#### SOURCE DATA
* * * * * * *

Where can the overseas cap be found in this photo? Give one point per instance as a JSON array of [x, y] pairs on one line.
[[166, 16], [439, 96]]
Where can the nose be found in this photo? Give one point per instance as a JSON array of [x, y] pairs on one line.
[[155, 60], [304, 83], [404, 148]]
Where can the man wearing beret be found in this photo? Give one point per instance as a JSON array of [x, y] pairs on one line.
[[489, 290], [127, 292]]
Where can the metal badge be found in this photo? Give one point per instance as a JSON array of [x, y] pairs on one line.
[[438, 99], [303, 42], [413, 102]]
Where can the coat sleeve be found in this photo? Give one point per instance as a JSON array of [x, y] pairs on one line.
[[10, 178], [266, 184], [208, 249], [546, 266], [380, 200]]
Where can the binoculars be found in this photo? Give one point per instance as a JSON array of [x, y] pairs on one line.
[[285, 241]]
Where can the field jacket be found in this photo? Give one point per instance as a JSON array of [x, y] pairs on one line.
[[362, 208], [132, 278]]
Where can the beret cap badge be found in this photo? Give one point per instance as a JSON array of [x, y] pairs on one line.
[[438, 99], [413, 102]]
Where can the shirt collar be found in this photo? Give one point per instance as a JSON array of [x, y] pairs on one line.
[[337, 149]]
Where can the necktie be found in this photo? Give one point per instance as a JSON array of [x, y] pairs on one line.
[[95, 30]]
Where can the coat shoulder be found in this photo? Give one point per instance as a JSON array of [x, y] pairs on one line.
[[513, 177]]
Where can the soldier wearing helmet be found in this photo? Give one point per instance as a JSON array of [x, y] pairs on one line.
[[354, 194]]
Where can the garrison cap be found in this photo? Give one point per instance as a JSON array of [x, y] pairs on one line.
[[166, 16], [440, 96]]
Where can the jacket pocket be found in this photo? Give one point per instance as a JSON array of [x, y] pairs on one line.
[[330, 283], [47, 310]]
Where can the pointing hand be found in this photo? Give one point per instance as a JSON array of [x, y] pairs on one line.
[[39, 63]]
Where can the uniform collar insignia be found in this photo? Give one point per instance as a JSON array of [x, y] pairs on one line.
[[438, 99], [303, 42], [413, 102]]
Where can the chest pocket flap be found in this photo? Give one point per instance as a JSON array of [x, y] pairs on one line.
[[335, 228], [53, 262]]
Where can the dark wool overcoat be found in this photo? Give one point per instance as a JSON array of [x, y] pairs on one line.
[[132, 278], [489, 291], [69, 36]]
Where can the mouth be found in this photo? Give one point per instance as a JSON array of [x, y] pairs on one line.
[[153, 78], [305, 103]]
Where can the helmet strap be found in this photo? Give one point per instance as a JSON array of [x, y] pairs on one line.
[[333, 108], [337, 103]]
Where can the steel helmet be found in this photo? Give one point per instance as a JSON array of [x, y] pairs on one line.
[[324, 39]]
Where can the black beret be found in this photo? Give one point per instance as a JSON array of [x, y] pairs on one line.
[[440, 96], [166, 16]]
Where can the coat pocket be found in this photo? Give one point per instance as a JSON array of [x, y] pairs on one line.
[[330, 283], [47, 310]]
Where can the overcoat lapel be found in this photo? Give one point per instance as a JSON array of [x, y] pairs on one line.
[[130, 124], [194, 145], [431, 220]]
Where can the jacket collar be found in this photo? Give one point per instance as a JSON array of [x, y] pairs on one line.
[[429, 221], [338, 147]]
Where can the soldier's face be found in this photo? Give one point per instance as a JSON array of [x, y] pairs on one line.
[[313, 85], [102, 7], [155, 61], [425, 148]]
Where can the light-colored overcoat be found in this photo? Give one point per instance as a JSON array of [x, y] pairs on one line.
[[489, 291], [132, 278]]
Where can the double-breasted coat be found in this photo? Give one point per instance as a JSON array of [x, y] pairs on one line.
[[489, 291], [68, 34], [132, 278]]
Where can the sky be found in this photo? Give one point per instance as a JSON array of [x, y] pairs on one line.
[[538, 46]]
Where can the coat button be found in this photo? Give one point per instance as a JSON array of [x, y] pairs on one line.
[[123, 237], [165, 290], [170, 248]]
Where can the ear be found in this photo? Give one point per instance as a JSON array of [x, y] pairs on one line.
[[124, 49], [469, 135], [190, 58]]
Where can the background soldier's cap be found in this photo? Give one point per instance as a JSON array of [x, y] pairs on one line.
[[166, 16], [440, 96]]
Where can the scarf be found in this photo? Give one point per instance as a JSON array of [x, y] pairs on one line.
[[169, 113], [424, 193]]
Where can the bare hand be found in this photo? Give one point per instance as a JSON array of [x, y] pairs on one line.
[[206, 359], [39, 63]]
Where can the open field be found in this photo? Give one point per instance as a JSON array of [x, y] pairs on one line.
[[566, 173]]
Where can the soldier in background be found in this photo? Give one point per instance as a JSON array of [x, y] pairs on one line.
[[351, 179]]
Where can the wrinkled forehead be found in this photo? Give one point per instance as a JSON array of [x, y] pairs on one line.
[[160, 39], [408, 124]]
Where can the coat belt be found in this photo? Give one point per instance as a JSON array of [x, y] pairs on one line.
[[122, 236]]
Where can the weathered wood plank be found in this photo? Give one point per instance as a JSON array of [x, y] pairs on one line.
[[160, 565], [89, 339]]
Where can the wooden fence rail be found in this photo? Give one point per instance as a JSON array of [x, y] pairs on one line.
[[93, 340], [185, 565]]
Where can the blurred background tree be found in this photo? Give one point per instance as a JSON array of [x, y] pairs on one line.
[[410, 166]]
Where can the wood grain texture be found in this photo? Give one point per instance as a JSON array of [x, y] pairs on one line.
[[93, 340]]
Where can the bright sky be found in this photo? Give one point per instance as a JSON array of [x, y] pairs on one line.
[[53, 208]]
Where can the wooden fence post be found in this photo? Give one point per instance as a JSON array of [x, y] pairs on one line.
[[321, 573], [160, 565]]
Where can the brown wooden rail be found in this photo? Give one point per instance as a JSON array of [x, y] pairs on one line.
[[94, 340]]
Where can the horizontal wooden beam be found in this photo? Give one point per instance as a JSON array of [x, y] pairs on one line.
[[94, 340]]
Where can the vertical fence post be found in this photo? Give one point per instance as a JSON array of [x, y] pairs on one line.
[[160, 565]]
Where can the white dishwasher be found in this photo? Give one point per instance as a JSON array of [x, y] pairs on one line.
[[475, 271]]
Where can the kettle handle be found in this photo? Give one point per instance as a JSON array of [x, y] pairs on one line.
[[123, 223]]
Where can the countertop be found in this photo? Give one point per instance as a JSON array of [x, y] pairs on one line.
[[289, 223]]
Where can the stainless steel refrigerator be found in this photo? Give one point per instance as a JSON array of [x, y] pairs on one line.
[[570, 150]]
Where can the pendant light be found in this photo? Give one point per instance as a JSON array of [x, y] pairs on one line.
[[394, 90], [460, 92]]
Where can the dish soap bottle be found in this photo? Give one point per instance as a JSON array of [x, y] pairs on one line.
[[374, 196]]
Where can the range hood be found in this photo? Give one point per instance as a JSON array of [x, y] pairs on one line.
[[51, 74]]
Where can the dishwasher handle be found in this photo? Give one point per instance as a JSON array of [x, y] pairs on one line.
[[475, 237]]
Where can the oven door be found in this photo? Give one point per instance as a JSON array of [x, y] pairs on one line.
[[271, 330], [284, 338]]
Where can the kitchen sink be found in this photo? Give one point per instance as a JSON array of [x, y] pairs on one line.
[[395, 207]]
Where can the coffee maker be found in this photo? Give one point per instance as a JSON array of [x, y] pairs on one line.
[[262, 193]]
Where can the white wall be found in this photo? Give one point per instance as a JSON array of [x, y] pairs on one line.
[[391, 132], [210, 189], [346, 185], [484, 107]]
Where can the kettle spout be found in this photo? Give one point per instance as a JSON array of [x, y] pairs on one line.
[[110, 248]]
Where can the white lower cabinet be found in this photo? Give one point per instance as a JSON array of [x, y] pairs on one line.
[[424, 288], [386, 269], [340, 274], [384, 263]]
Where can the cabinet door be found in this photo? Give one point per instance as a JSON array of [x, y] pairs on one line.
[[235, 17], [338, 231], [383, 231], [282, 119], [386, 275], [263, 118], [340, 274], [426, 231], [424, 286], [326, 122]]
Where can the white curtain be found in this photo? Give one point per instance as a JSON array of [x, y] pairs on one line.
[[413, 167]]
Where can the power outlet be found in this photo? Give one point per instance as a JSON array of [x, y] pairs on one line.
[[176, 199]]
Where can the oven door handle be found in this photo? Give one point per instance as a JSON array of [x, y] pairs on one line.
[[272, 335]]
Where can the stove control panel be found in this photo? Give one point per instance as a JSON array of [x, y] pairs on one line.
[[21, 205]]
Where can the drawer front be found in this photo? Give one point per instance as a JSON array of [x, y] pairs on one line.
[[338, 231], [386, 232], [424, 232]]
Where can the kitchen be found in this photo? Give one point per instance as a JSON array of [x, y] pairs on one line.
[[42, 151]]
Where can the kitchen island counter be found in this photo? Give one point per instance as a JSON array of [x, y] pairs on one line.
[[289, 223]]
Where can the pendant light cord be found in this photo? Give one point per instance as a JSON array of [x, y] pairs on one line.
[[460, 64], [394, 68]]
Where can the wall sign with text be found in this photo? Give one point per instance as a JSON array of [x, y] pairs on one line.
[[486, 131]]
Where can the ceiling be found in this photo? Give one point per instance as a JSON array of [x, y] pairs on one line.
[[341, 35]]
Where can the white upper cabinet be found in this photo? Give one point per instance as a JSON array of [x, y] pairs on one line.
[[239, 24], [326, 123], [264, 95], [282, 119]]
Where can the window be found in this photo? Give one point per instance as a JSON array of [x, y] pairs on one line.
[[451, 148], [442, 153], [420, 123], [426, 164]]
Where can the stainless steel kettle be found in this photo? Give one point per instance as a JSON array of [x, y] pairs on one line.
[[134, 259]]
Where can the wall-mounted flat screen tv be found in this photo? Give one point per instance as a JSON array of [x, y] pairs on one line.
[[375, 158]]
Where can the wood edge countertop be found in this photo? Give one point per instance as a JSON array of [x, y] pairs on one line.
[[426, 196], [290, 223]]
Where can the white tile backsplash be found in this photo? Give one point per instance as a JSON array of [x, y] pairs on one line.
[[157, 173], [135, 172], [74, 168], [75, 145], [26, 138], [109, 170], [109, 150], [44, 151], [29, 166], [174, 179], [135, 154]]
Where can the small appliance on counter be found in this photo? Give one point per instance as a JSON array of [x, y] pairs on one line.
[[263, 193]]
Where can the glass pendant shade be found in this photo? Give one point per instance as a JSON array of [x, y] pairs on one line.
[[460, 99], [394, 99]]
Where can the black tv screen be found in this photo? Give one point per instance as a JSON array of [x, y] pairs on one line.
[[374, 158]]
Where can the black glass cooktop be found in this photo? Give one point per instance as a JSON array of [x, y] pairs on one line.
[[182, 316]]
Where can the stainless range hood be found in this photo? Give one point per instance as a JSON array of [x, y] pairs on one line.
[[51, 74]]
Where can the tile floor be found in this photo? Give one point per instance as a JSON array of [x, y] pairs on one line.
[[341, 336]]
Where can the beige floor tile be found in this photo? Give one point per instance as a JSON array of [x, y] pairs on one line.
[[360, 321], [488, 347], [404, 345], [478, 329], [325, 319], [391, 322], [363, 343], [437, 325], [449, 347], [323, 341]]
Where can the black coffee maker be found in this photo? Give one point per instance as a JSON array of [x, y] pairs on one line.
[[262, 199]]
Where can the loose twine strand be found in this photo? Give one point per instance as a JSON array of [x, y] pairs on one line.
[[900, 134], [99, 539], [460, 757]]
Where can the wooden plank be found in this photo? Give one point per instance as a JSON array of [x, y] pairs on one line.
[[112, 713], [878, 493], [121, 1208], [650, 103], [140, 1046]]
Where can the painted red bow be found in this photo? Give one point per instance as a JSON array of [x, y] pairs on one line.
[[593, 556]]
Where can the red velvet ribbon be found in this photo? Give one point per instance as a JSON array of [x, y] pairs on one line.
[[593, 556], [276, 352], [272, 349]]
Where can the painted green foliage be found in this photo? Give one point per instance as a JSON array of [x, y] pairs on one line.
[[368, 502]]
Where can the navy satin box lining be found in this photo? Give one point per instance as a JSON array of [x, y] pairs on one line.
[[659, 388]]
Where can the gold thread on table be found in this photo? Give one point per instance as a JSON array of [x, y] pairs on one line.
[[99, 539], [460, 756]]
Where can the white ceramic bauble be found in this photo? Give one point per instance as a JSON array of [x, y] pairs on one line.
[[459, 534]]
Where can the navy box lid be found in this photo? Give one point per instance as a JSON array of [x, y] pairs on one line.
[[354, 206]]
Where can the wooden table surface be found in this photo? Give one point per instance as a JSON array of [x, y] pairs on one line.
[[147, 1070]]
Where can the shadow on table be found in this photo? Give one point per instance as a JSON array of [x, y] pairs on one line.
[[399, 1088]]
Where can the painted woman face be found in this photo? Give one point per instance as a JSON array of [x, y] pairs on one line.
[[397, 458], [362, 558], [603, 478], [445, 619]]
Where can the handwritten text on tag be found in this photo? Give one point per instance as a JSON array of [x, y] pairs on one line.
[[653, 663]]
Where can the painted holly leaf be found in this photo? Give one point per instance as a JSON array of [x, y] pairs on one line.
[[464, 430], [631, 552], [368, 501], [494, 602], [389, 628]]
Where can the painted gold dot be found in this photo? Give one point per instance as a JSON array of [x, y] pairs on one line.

* * * * * * *

#### TASK TO COMPLETE
Reproduce exactly the lines from the one with "Where can the painted woman" through the end of the entries above, both ends included.

#### RESULT
Where can the painted woman face be found in this photo? Give one point per instance as a JSON array of [x, y] pairs on one line.
[[397, 458], [362, 558], [603, 478], [445, 619]]
Where can the handwritten text on tag be found in this photo? Give one point per instance as a JSON array of [x, y] pairs on one line.
[[653, 663]]
Where can the painted holly leaf be found in this photo? Give one point per instance as a JSON array of [x, y] pairs on one line.
[[464, 430], [631, 552], [368, 501], [494, 602], [389, 628]]
Where can the painted gold dot be found in this photo? Give one point per instance as a JSON array of [x, y] pairs on one line.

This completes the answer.